* WORK TO BE COMPLETED:
Reproduce every entry exactly.

* EXTRACTED INFORMATION:
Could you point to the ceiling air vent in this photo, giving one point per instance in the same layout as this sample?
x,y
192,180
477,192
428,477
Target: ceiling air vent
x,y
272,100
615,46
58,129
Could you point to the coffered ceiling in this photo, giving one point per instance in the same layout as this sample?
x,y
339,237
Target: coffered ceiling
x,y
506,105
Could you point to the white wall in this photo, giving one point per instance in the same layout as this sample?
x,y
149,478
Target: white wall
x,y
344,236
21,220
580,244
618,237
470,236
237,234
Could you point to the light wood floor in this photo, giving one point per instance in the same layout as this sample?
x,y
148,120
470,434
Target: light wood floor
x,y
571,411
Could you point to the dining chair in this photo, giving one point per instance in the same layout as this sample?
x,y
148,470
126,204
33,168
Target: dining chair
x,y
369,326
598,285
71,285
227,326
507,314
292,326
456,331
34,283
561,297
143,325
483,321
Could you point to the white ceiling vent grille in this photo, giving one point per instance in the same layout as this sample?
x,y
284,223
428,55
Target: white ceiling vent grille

* RESPONSE:
Could you point to the ceiling air vent in this photo, giving one point per instance in the same layout as this sample?
x,y
192,180
477,192
428,477
Target: ceiling air vent
x,y
272,100
615,46
58,129
Could you point to the coffered ceiling in this photo, giving one point per instance in the same layout as this sample?
x,y
339,237
Target: coffered ceiling
x,y
506,105
Could you point to the white wall in this photo, giving one point per instance in the same layout as this sample?
x,y
149,478
Target: white wall
x,y
344,236
21,220
580,244
618,237
470,236
237,234
Could you point to the light wood floor in this photo, giving one point per instance in the same layout as this sample?
x,y
148,120
470,434
Target: light wood floor
x,y
571,411
Could you point to the dining chair in this photo, giving one point per instance in the same layout as this sample?
x,y
148,470
126,204
33,168
Target: dining chair
x,y
369,326
598,285
71,285
227,326
507,314
292,326
456,331
34,283
561,297
143,325
483,321
Could you point to the white ceiling vent grille in this photo, giving one point per instance in the same layout as this sample?
x,y
284,223
428,55
Target: white ceiling vent grille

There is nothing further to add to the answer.